##### Given data #####

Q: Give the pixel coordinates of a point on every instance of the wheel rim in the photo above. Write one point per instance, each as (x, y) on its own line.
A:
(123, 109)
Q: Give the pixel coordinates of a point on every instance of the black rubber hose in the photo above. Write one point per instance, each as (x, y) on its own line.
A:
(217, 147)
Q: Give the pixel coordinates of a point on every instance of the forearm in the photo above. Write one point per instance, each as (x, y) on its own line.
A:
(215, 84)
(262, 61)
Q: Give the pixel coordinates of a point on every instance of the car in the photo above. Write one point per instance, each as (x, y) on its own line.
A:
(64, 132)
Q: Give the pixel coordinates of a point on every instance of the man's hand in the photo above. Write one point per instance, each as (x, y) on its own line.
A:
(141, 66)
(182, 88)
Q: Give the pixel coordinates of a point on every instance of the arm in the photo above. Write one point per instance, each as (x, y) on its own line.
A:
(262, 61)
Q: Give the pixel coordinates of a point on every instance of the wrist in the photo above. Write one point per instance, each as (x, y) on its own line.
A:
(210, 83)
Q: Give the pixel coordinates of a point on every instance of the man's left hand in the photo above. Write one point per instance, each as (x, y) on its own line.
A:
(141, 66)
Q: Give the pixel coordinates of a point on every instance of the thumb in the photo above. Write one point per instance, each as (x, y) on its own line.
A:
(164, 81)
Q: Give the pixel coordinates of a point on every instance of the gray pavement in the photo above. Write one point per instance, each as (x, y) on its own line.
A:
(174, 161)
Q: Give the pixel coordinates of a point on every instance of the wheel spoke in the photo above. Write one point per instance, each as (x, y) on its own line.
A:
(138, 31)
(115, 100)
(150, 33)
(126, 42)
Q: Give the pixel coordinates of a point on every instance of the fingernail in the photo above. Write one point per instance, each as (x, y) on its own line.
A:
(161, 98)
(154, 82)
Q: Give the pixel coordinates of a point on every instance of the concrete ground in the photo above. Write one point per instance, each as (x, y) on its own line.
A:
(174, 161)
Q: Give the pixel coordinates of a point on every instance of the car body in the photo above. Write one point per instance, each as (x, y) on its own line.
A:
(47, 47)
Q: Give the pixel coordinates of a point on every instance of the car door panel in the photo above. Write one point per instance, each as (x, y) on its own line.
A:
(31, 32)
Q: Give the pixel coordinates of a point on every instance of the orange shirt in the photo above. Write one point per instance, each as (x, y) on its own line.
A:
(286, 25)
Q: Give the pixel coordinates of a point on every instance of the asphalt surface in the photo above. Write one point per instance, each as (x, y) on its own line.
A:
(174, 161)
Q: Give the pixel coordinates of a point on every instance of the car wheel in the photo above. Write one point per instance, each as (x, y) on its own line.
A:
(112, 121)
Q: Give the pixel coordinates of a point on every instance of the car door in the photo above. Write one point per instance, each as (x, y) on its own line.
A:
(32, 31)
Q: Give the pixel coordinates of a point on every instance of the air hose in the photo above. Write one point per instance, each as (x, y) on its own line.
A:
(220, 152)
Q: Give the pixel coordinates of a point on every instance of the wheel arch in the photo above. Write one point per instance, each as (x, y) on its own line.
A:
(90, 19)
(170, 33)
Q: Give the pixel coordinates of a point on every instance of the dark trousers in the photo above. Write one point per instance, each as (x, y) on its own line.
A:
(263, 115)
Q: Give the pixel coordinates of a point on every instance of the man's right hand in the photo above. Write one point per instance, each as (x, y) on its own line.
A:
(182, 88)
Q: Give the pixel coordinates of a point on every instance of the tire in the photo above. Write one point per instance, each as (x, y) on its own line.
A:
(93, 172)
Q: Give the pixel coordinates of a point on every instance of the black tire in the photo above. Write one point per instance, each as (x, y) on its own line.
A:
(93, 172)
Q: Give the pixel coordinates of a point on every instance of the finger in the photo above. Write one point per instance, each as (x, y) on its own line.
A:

#####
##### Given data #####

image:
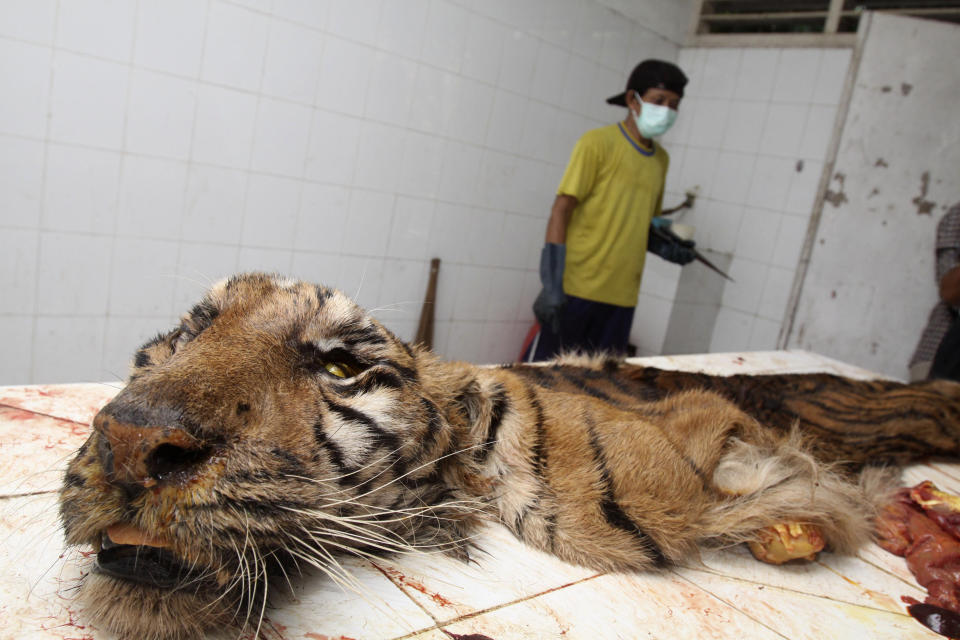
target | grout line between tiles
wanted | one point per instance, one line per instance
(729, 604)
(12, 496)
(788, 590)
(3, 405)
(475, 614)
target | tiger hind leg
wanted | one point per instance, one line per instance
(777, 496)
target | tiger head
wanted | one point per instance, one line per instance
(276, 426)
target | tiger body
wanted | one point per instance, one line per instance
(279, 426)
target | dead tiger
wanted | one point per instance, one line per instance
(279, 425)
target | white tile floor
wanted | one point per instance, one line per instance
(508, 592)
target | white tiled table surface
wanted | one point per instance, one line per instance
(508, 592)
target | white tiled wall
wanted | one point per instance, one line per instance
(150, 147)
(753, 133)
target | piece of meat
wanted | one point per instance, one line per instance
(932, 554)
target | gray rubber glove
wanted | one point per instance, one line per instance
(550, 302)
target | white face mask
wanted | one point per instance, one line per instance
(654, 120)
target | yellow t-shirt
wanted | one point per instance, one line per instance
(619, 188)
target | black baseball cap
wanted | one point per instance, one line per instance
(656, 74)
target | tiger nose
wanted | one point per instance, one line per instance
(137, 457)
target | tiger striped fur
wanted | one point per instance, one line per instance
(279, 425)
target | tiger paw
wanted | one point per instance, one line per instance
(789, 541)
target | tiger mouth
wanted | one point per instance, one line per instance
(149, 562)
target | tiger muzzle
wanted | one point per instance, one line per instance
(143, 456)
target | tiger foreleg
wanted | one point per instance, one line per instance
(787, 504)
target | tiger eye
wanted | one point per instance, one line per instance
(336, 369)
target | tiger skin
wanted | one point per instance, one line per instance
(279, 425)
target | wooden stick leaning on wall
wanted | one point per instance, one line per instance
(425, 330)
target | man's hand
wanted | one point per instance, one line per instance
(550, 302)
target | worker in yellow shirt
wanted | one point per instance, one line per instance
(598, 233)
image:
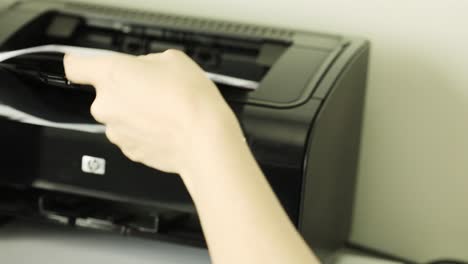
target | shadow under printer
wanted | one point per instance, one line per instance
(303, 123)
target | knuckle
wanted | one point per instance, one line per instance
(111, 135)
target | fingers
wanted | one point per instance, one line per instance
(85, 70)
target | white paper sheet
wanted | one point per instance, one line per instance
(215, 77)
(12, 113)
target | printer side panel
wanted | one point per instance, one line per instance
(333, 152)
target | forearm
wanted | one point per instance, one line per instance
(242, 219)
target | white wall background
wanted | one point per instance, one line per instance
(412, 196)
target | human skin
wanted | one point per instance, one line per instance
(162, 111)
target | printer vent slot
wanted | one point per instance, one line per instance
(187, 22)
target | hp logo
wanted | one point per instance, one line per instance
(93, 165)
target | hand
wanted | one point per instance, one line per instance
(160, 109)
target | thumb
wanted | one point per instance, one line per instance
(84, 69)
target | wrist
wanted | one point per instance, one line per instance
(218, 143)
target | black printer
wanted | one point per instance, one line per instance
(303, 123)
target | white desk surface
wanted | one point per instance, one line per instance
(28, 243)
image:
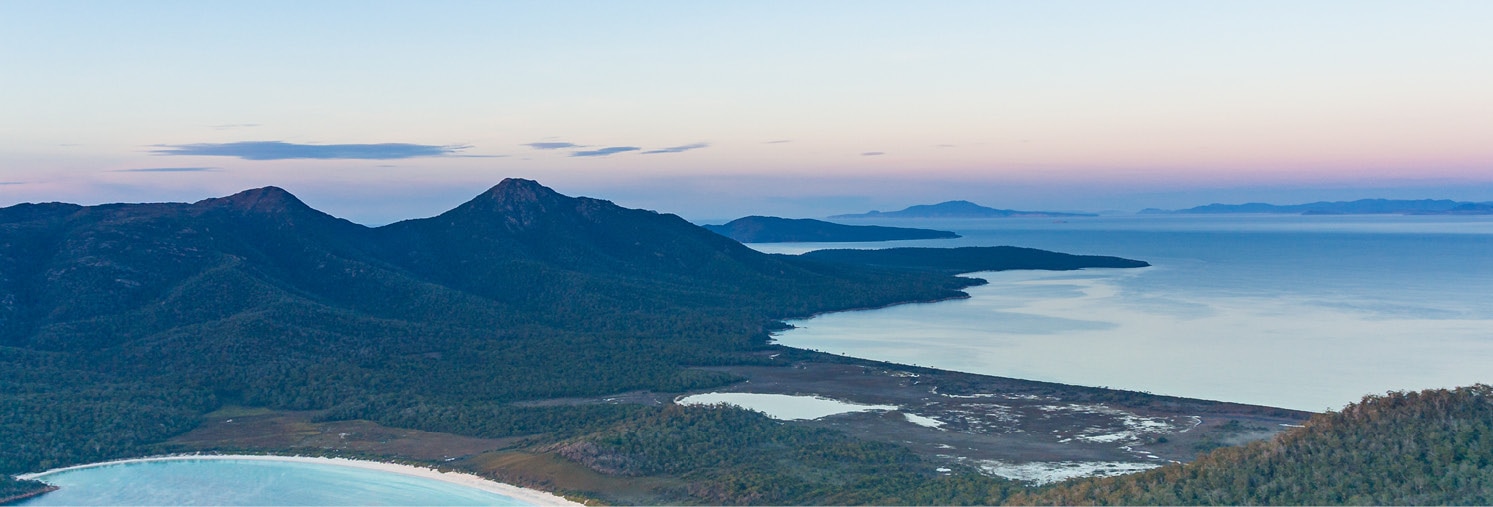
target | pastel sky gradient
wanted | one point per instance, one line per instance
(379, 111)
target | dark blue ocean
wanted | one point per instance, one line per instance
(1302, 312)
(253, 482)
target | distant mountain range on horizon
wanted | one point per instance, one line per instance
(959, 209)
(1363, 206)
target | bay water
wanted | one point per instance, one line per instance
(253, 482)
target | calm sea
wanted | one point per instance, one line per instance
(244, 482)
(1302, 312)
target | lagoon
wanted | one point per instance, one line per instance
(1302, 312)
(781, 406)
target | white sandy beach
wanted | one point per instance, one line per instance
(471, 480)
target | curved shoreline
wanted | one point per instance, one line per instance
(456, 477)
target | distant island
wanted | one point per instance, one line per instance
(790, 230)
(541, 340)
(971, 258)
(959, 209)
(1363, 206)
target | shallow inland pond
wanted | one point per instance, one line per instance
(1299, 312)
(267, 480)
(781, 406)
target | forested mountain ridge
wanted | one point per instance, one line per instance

#####

## Required task
Pick out each line of the records above that contains the string "skin", with matching case, and copy those lines.

## Output for this task
target | tiger skin
target | human skin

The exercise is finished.